**PROBLEM DESCRIPTION:** Find the line containing "Locate the orange". Quote it and every line after it, exactly, through the end; skip pictures.
** Start of DATASET ROWS **
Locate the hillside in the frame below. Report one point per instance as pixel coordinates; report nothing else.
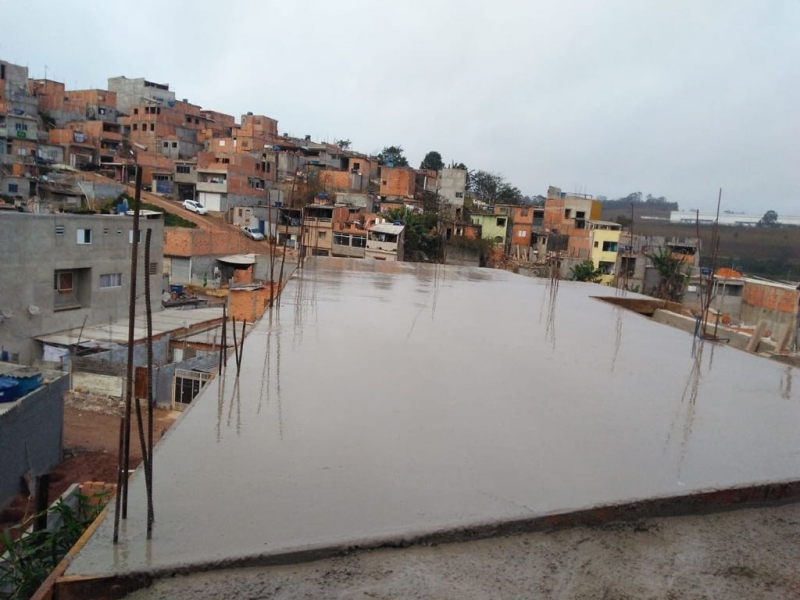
(772, 252)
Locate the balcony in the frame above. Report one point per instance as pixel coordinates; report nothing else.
(216, 185)
(110, 136)
(317, 221)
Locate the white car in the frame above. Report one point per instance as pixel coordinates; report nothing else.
(253, 233)
(195, 206)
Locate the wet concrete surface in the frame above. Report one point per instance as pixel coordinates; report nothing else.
(384, 401)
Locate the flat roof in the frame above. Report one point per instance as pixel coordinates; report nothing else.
(469, 398)
(387, 228)
(116, 332)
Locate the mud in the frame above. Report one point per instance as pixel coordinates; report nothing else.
(386, 402)
(740, 555)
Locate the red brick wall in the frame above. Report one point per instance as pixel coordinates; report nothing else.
(769, 297)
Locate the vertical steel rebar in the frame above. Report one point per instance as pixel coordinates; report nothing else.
(124, 458)
(148, 465)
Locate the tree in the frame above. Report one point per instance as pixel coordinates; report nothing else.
(421, 236)
(623, 220)
(770, 219)
(485, 185)
(585, 271)
(433, 160)
(670, 271)
(509, 194)
(392, 156)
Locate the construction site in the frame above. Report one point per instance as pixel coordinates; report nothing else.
(590, 452)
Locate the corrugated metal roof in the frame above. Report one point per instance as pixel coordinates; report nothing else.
(387, 228)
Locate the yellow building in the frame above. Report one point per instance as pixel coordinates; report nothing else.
(603, 246)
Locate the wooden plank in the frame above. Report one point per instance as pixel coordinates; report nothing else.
(755, 340)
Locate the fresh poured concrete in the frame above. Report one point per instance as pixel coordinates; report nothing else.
(386, 401)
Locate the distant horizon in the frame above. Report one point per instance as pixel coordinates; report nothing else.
(675, 99)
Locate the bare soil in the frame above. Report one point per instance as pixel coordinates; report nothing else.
(91, 438)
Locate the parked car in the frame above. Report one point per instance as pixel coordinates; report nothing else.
(253, 233)
(195, 206)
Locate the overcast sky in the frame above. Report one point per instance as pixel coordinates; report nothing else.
(672, 97)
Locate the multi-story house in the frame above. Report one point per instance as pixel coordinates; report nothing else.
(604, 244)
(320, 221)
(568, 214)
(385, 242)
(19, 133)
(133, 92)
(397, 183)
(227, 180)
(452, 186)
(62, 106)
(634, 269)
(66, 270)
(495, 222)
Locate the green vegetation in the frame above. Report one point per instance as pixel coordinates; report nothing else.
(672, 278)
(31, 556)
(393, 156)
(422, 241)
(585, 271)
(433, 160)
(170, 219)
(763, 251)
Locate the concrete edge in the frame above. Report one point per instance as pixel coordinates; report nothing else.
(713, 501)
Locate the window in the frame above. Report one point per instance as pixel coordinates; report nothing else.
(111, 280)
(62, 282)
(84, 236)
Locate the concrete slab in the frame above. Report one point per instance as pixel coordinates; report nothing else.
(116, 332)
(388, 401)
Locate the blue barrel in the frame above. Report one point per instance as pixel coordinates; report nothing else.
(9, 389)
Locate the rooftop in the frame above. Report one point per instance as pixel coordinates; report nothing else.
(116, 332)
(387, 228)
(554, 403)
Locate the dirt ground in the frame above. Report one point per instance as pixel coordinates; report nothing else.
(91, 438)
(751, 554)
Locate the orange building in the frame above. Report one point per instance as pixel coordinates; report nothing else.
(399, 182)
(567, 214)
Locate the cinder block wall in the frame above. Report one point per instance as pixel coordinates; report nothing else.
(31, 435)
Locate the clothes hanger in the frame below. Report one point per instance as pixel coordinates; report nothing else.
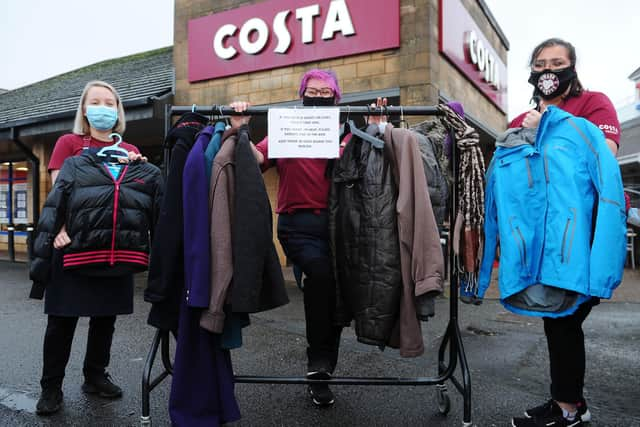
(223, 117)
(122, 152)
(376, 142)
(403, 123)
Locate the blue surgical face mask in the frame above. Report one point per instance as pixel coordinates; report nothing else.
(102, 117)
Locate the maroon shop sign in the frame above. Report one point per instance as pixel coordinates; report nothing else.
(466, 47)
(279, 33)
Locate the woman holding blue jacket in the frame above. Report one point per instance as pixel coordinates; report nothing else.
(556, 83)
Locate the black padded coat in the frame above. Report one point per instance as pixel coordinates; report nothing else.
(107, 219)
(364, 240)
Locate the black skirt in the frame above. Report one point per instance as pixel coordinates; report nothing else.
(70, 293)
** End of DATASET ROWS **
**OUTPUT FOR THIS EXERCISE:**
Locate the orange building in the frame above. Report one point per instance as pixel coordinates; report nothing else.
(399, 182)
(567, 214)
Locate the cinder block wall in the frame above. Report one point per instance as pixel coordinates; report nothing else.
(31, 435)
Locate the clothes hanger in the frame below. Report one point per instance as pixel coordinates; report nothing else.
(223, 117)
(122, 152)
(376, 142)
(403, 123)
Locate the blue surgical face mask in the frame above. Report one point per instance as pixel coordinates; report nothing else.
(102, 117)
Locate the maroon shop sign in the frame above. Report one point per instance as pixel coordinates; report nothing else.
(466, 47)
(279, 33)
Locate the woman holding blue jacket in the frame above. Report one point per instance as pixel coordinates; report nothing else.
(556, 83)
Locate the black padded coat in the frame above. Report one point per instance as pixel coordinates; report nothing else.
(107, 219)
(364, 240)
Locate the black skirt in the frame above. Report one point per instance as pixel coordinates; report nothing else.
(70, 293)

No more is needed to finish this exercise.